**YOUR GOAL:** Locate the line containing "One pin marks each instance of the field" in the material below. Copy that line and all following lines through the end exactly, omitting any pictures.

START ENTRIES SHOWN

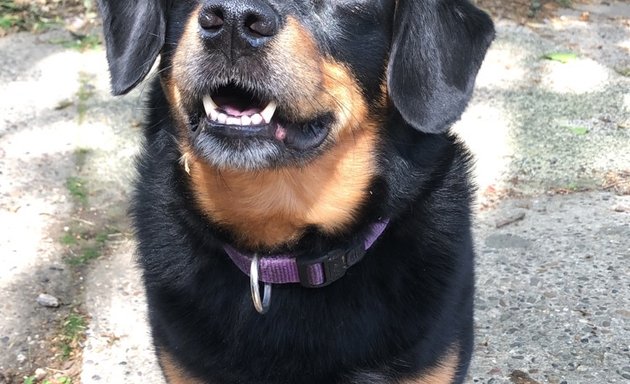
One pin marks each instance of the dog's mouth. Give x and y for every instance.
(232, 112)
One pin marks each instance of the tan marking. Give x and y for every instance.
(443, 373)
(273, 207)
(173, 373)
(270, 208)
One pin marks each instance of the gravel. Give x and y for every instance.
(552, 267)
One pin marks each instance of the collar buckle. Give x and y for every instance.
(333, 265)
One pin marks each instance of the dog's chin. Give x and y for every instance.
(233, 128)
(255, 147)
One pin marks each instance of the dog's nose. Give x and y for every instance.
(238, 25)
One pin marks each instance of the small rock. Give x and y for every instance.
(621, 208)
(511, 219)
(47, 300)
(520, 377)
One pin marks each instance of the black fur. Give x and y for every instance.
(410, 300)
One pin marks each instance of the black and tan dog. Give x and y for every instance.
(304, 142)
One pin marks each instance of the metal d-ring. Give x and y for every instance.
(261, 305)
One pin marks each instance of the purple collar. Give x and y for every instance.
(312, 273)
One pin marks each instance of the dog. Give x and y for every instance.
(301, 210)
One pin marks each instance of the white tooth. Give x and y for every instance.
(209, 104)
(233, 121)
(256, 119)
(268, 112)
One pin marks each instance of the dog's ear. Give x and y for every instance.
(134, 35)
(437, 49)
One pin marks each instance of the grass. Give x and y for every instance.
(77, 189)
(84, 245)
(625, 72)
(85, 92)
(72, 333)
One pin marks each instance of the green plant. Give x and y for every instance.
(77, 189)
(72, 332)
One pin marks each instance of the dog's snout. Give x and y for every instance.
(238, 26)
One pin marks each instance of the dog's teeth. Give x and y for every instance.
(268, 112)
(233, 121)
(257, 119)
(209, 105)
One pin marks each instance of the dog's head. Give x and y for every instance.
(264, 83)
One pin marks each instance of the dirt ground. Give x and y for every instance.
(552, 141)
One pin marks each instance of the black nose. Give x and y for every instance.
(239, 26)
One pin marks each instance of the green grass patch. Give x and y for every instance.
(85, 92)
(78, 189)
(579, 131)
(72, 333)
(85, 244)
(80, 156)
(80, 43)
(625, 72)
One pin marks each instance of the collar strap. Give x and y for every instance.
(311, 273)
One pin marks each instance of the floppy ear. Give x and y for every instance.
(134, 35)
(437, 49)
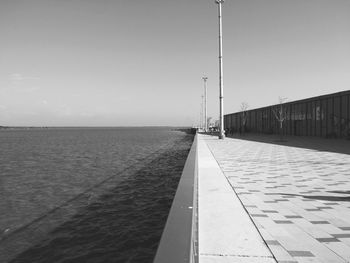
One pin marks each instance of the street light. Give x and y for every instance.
(221, 96)
(205, 104)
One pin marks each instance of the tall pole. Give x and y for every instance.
(205, 105)
(221, 84)
(201, 121)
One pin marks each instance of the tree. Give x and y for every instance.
(280, 113)
(244, 115)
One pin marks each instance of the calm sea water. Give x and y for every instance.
(87, 194)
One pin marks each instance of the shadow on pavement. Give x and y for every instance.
(306, 142)
(333, 198)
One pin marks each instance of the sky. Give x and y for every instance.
(141, 63)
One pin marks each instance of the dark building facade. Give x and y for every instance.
(324, 116)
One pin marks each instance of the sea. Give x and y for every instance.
(87, 194)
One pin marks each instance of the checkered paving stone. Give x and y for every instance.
(298, 198)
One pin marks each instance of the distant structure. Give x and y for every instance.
(324, 116)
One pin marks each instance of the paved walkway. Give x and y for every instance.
(298, 198)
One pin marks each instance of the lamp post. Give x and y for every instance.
(205, 105)
(221, 96)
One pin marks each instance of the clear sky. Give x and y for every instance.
(130, 63)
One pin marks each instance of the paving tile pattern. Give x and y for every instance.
(298, 198)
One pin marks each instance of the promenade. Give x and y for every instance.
(261, 200)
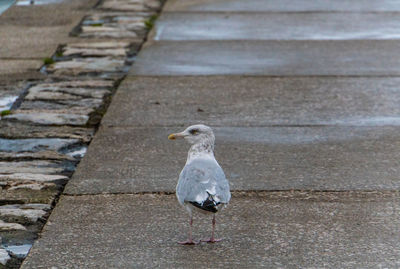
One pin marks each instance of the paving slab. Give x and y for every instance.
(277, 26)
(281, 6)
(279, 230)
(272, 58)
(133, 160)
(255, 101)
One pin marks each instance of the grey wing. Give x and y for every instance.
(202, 178)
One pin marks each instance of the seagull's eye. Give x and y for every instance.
(193, 131)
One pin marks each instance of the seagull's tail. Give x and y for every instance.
(208, 205)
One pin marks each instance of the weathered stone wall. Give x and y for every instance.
(45, 130)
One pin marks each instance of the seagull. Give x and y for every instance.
(202, 185)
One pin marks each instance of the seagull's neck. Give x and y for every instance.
(203, 149)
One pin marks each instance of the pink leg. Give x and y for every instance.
(190, 239)
(212, 239)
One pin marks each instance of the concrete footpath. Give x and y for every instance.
(303, 97)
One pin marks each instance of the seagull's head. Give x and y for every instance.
(195, 134)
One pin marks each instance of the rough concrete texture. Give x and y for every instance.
(255, 101)
(281, 6)
(122, 160)
(277, 26)
(36, 31)
(275, 230)
(273, 58)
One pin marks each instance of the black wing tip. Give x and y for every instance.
(207, 207)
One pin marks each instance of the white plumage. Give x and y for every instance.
(202, 184)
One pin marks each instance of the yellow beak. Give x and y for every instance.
(175, 136)
(172, 137)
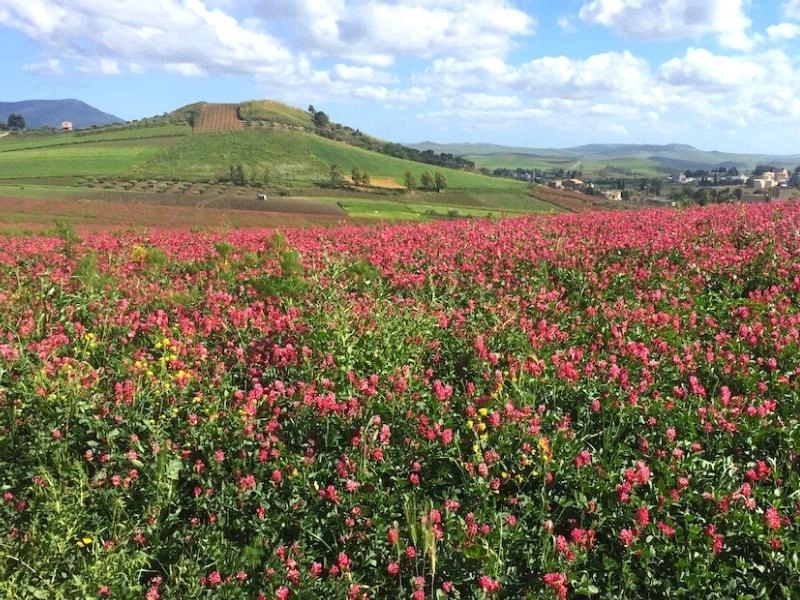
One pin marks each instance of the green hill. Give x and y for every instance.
(161, 159)
(598, 159)
(274, 112)
(294, 157)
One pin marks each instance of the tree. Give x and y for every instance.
(16, 121)
(336, 175)
(236, 175)
(321, 120)
(410, 181)
(655, 186)
(439, 182)
(426, 181)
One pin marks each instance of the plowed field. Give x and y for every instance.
(218, 117)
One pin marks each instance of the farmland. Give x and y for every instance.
(218, 117)
(165, 162)
(568, 406)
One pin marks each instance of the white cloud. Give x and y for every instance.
(783, 31)
(563, 77)
(178, 36)
(361, 74)
(382, 30)
(51, 66)
(102, 66)
(383, 94)
(672, 19)
(480, 101)
(566, 24)
(701, 69)
(791, 9)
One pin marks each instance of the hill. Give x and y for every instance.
(608, 159)
(202, 155)
(51, 113)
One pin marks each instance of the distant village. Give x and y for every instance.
(765, 183)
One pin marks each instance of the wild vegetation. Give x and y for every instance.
(541, 407)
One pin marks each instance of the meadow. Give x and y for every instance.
(570, 406)
(167, 164)
(72, 155)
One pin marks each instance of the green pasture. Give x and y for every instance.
(103, 153)
(294, 157)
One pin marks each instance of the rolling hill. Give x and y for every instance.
(51, 113)
(610, 159)
(188, 158)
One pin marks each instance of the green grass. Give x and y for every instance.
(295, 158)
(275, 112)
(39, 191)
(107, 153)
(151, 135)
(424, 206)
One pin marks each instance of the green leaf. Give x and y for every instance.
(174, 469)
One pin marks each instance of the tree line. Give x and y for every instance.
(323, 126)
(15, 122)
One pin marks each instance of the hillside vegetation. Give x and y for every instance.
(80, 154)
(606, 159)
(274, 112)
(294, 157)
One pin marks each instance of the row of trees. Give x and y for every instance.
(356, 176)
(436, 182)
(15, 122)
(257, 177)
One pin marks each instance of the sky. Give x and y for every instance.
(716, 74)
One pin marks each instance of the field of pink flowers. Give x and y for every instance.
(603, 405)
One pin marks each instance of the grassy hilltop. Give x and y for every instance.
(276, 145)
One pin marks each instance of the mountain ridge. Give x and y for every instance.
(51, 113)
(648, 158)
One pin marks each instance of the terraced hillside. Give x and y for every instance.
(216, 118)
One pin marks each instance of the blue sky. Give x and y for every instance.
(717, 74)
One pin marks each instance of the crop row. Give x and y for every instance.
(574, 406)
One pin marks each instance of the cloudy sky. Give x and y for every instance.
(718, 74)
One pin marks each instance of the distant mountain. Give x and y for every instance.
(51, 113)
(609, 159)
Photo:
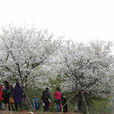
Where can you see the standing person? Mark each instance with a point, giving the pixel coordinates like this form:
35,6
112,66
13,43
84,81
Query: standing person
46,99
6,94
64,103
35,102
1,98
18,93
58,97
11,98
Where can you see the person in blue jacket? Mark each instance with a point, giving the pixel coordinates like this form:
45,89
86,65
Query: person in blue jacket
35,102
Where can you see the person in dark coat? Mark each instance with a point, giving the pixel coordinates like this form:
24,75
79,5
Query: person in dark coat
64,103
46,99
18,94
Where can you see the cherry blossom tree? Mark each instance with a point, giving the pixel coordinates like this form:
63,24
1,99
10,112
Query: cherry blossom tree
24,52
88,67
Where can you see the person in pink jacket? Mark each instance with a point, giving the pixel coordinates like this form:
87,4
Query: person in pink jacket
58,97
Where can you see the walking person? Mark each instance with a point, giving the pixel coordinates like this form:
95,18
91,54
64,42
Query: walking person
58,97
64,103
46,99
11,98
6,94
35,102
18,93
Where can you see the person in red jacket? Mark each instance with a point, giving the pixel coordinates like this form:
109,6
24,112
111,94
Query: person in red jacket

END ENTRIES SHOWN

**ANSWER TO THIS EXERCISE:**
One pin marks each instance of the field of pink flowers. Give x and y for every instance.
(603, 405)
One pin marks each instance of the grassy hilltop. Give x and y for every instance.
(276, 145)
One pin marks each instance of the mountain ridge. Give x and y for every instance.
(51, 113)
(648, 158)
One pin marks each instance of the terraced hillside. Give x and y for every instance.
(216, 118)
One pin marks each instance of the blue sky. Give x and y for every instance.
(717, 74)
One pin marks each instance of the crop row. Give x and y for every instance.
(574, 406)
One pin marks each instance of the cloudy sky. Give x and y for every instance.
(718, 74)
One pin marks each instance of the distant mountain. Give x and y for every instance.
(51, 113)
(609, 159)
Photo:
Where can you see the standing person? Mark each instance with a point, giving the pixel coordinates like this form:
35,6
112,66
13,43
84,81
Query: standing person
46,99
6,94
64,103
35,102
1,98
18,93
58,97
11,98
Where can you see the person in blue jacket? Mark each instance with a point, giving the pixel coordinates like this form:
45,89
86,65
Query: person in blue jacket
35,102
Where can you see the person in dark coat? Mark each instance with a point, giving the pixel coordinates like this form:
24,75
79,5
Query: person in dark coat
64,103
46,99
18,94
Where can you see the cherry blossom tree? Mark each instance with a point, giving the pixel coordinates like this form:
63,24
1,99
10,112
Query: cherry blossom tree
24,52
88,67
Where can you see the person in pink jacket? Mark each instance with a point, giving the pixel coordinates like this form:
87,4
Query: person in pink jacket
58,97
Where can you see the walking person? Mark each instance with a point, giving the pixel coordinates like this form:
95,18
91,54
64,42
Query: walking person
58,97
64,103
46,99
11,98
6,94
35,102
18,93
Where can you see the person in red jacket? Mark each instance with a point, giving the pixel coordinates like this form:
109,6
24,112
111,94
Query: person in red jacket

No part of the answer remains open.